**TASK INPUT:**
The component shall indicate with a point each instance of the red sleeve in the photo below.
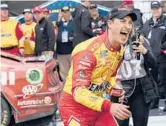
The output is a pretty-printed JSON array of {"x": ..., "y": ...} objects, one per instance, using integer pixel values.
[
  {"x": 83, "y": 65},
  {"x": 18, "y": 31},
  {"x": 32, "y": 38}
]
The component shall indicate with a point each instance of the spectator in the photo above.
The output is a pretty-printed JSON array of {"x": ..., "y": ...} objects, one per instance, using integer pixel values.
[
  {"x": 129, "y": 5},
  {"x": 46, "y": 13},
  {"x": 154, "y": 30},
  {"x": 164, "y": 7},
  {"x": 11, "y": 34},
  {"x": 28, "y": 29},
  {"x": 98, "y": 22},
  {"x": 45, "y": 37},
  {"x": 64, "y": 41},
  {"x": 134, "y": 77},
  {"x": 81, "y": 23}
]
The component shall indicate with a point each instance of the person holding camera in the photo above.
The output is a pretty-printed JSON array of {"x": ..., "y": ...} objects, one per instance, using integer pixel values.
[
  {"x": 154, "y": 30},
  {"x": 139, "y": 86}
]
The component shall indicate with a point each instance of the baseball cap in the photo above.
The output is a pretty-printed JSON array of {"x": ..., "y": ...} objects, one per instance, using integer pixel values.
[
  {"x": 155, "y": 4},
  {"x": 4, "y": 6},
  {"x": 65, "y": 8},
  {"x": 27, "y": 10},
  {"x": 120, "y": 14},
  {"x": 127, "y": 2},
  {"x": 93, "y": 6},
  {"x": 46, "y": 10},
  {"x": 37, "y": 9}
]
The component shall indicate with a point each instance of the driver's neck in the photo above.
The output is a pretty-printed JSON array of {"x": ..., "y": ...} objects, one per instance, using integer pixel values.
[{"x": 28, "y": 22}]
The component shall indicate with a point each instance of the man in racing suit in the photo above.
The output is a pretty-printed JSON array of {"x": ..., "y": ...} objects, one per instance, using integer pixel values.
[{"x": 93, "y": 70}]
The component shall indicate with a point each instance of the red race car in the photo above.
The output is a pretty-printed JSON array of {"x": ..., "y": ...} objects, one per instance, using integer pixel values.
[{"x": 30, "y": 88}]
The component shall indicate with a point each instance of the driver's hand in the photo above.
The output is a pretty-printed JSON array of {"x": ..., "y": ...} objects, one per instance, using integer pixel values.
[
  {"x": 120, "y": 111},
  {"x": 21, "y": 50},
  {"x": 121, "y": 99}
]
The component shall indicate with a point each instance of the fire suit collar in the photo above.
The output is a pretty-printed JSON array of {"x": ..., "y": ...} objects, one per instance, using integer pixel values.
[{"x": 108, "y": 44}]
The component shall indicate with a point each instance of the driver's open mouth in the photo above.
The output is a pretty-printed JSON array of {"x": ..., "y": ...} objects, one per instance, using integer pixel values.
[{"x": 124, "y": 32}]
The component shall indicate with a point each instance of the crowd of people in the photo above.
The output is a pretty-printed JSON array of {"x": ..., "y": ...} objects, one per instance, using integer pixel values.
[{"x": 94, "y": 52}]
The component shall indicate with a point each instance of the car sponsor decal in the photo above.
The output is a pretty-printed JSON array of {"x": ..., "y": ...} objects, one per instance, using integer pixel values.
[
  {"x": 7, "y": 78},
  {"x": 46, "y": 100},
  {"x": 30, "y": 90},
  {"x": 34, "y": 76}
]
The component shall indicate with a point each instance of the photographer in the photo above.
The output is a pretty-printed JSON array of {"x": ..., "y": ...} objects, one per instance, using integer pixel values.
[{"x": 138, "y": 85}]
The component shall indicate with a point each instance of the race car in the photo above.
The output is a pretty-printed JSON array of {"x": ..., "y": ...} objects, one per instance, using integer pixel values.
[{"x": 30, "y": 88}]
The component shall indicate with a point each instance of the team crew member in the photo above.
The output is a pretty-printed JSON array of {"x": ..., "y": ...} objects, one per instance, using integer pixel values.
[
  {"x": 93, "y": 70},
  {"x": 46, "y": 13},
  {"x": 65, "y": 41},
  {"x": 11, "y": 34},
  {"x": 98, "y": 22},
  {"x": 44, "y": 31},
  {"x": 154, "y": 30},
  {"x": 82, "y": 23},
  {"x": 28, "y": 29}
]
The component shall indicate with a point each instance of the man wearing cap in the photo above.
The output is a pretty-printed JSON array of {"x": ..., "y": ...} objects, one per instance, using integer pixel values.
[
  {"x": 81, "y": 23},
  {"x": 164, "y": 7},
  {"x": 64, "y": 41},
  {"x": 154, "y": 30},
  {"x": 44, "y": 31},
  {"x": 28, "y": 29},
  {"x": 11, "y": 34},
  {"x": 98, "y": 22},
  {"x": 129, "y": 5},
  {"x": 46, "y": 13},
  {"x": 94, "y": 66}
]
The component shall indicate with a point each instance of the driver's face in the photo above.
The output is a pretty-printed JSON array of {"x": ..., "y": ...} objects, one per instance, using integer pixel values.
[{"x": 121, "y": 29}]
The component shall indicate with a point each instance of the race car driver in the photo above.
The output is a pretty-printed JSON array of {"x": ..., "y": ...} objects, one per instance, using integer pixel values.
[
  {"x": 11, "y": 33},
  {"x": 94, "y": 66}
]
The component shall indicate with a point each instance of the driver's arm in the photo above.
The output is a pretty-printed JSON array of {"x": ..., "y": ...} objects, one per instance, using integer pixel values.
[{"x": 83, "y": 64}]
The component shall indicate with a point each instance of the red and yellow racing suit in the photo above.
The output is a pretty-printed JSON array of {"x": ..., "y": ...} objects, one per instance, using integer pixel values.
[
  {"x": 29, "y": 34},
  {"x": 93, "y": 70}
]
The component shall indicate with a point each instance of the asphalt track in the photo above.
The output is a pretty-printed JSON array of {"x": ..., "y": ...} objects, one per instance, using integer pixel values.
[{"x": 157, "y": 118}]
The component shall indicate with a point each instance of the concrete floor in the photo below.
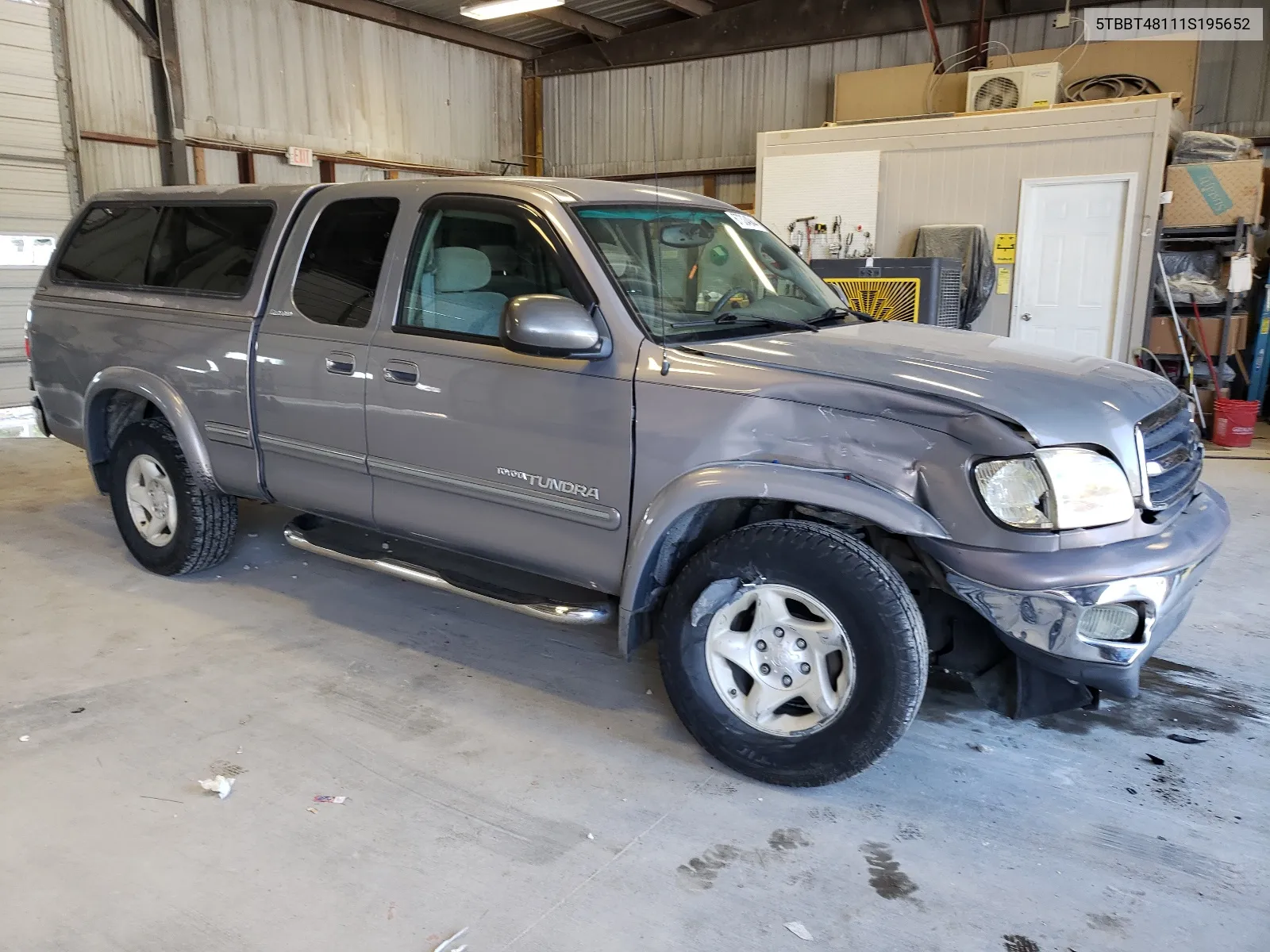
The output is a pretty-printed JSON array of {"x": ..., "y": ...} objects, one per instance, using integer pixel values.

**ABOUT THIS TASK:**
Images are to be left out; everything else in the material must be written out exactly.

**FINISHED EXERCISE:**
The component shall indicate with a point each instance of the red sleeve in the photo below.
The output is a pretty-printed JSON array of {"x": ..., "y": ...} objects, one per instance, using integer pixel values.
[
  {"x": 83, "y": 65},
  {"x": 18, "y": 31},
  {"x": 32, "y": 38}
]
The component shall indicate with a point each instance of the spectator in the photo above.
The output is a pretty-printed JSON array of {"x": ..., "y": ...} objects, one per instance, using integer pixel values.
[
  {"x": 129, "y": 5},
  {"x": 46, "y": 13},
  {"x": 154, "y": 30},
  {"x": 164, "y": 7},
  {"x": 11, "y": 34},
  {"x": 28, "y": 29},
  {"x": 98, "y": 22},
  {"x": 45, "y": 37},
  {"x": 64, "y": 41},
  {"x": 134, "y": 77},
  {"x": 81, "y": 23}
]
The component shall indicate with a point each instance of the person holding camera in the photo above.
The output is a pretty-printed JSON array of {"x": ..., "y": ...} objects, one per instance, using integer pixel values.
[
  {"x": 154, "y": 30},
  {"x": 139, "y": 86}
]
The component shall indicate with a point each instance of the baseball cap in the photo above.
The output is a pretty-printed JSON array of {"x": ..., "y": ...} objects, one per instance, using integer pixel values.
[
  {"x": 155, "y": 4},
  {"x": 4, "y": 6},
  {"x": 65, "y": 8},
  {"x": 27, "y": 10},
  {"x": 120, "y": 14},
  {"x": 127, "y": 2},
  {"x": 93, "y": 6},
  {"x": 46, "y": 10},
  {"x": 37, "y": 9}
]
The component shall indicate with a point each instance of the driver's neck in the photo above.
The output is a pretty-printed JSON array of {"x": ..., "y": ...} objects, one per instance, using integer pixel values.
[{"x": 28, "y": 22}]
The component shall indicate with a point each instance of the man in racing suit in the photo above.
The output is a pretty-printed JSON array of {"x": ..., "y": ...} objects, one per instance, using integer pixel values.
[{"x": 93, "y": 70}]
The component shall indicate with a point each instance of the red race car in the photo above.
The output is a pretty-printed JSON array of {"x": ..., "y": ...} objects, one per instance, using integer pixel values.
[{"x": 30, "y": 88}]
The component shall indicate with a point each instance of the driver's hand in the photo above.
The output is a pretty-printed JSON array of {"x": ..., "y": ...} objects, one per instance, using integer pixel values.
[
  {"x": 120, "y": 111},
  {"x": 21, "y": 50},
  {"x": 121, "y": 99}
]
The component shall indicate with a point each instance of the fire suit collar in the photo above.
The output is a pretty-printed JSON array of {"x": ..., "y": ...} objects, one per instance, using integer pixel values.
[{"x": 108, "y": 44}]
The component shall indicate with a point each instance of the driver's open mouth in the photo above.
The output is a pretty-printed JSON array of {"x": ..., "y": ...} objects, one per instance, using integer pixel values.
[{"x": 124, "y": 32}]
The component shall indicate with a point each instance of the crowd of people in the photo above.
The output is a pretty-printed JSON array of {"x": ..., "y": ...} objects, one per instance, using integer pixel values.
[{"x": 94, "y": 52}]
The component shall indicate with a point each instance of the car sponsor decal in the photo above.
The output is a pretty-printed JSON array of {"x": ..., "y": ...} objects, one per instance, using integer pixel values.
[
  {"x": 7, "y": 78},
  {"x": 46, "y": 100},
  {"x": 30, "y": 90},
  {"x": 34, "y": 76}
]
The component shall indicate with a point each instance of the photographer in the photo above.
The output is a pretty-printed JSON array of {"x": ..., "y": ...} objects, one per instance, using integer pixel values.
[{"x": 138, "y": 85}]
The component shall indicate with a point each instance of the race car in the photo above.
The output is a pretty-printed JSON array of {"x": ..., "y": ...} objects, one per instance, using integer pixel values.
[{"x": 30, "y": 88}]
The component shall indicate with a point each instance of the team crew member in the photo above.
The output is a pretty-printed JSON array of {"x": ..., "y": ...} objects, one per instance, using integer pixel values.
[
  {"x": 93, "y": 70},
  {"x": 46, "y": 13},
  {"x": 65, "y": 41},
  {"x": 11, "y": 34},
  {"x": 98, "y": 22},
  {"x": 44, "y": 31},
  {"x": 154, "y": 30},
  {"x": 82, "y": 23},
  {"x": 28, "y": 29}
]
The component shall indicate with a point each instance of the man wearing cap in the photo above.
The output is a pretty-printed JSON array of {"x": ..., "y": ...} objects, one per instance, using integer pixel values.
[
  {"x": 81, "y": 23},
  {"x": 164, "y": 7},
  {"x": 64, "y": 41},
  {"x": 154, "y": 30},
  {"x": 44, "y": 31},
  {"x": 28, "y": 29},
  {"x": 11, "y": 34},
  {"x": 98, "y": 22},
  {"x": 129, "y": 5},
  {"x": 46, "y": 13},
  {"x": 94, "y": 66}
]
The component shall indicate with a point each instance of the driver's face in the photo above.
The output is a pretty-printed JSON array of {"x": ..., "y": ...} objects, one per instance, using integer pixel values.
[{"x": 121, "y": 29}]
The component shall indicate with a point each instance of the race car driver in the photo above.
The output is a pretty-printed JSON array of {"x": ..., "y": ...} objects, one per instance, using integer pixel values.
[
  {"x": 11, "y": 33},
  {"x": 94, "y": 66}
]
The component shall indicate with a point each instance of the driver's arm in the photo above.
The output is a pretty-printed JSON array of {"x": ..., "y": ...} objects, one per instance, using integer pixel values.
[{"x": 83, "y": 64}]
The component shall indicate with a point each instance of the red and yellow racing suit in the photo above.
The output is a pretty-printed JSON array of {"x": ..., "y": ...} objects, one per instance, using integer pixel values.
[
  {"x": 29, "y": 34},
  {"x": 93, "y": 70}
]
The component shall indicate with a point each instance of the asphalt track in the photo above.
The output is a pretty-printed JSON array of {"x": ..., "y": ...} objects, one per instance, using integer pixel values.
[{"x": 157, "y": 118}]
The component shall indicate with a point each instance of the concrete floor in the photo below.
The output is a pretty-printed JSON array of {"x": ..., "y": ...} objects, one per instance, using integer pixel values.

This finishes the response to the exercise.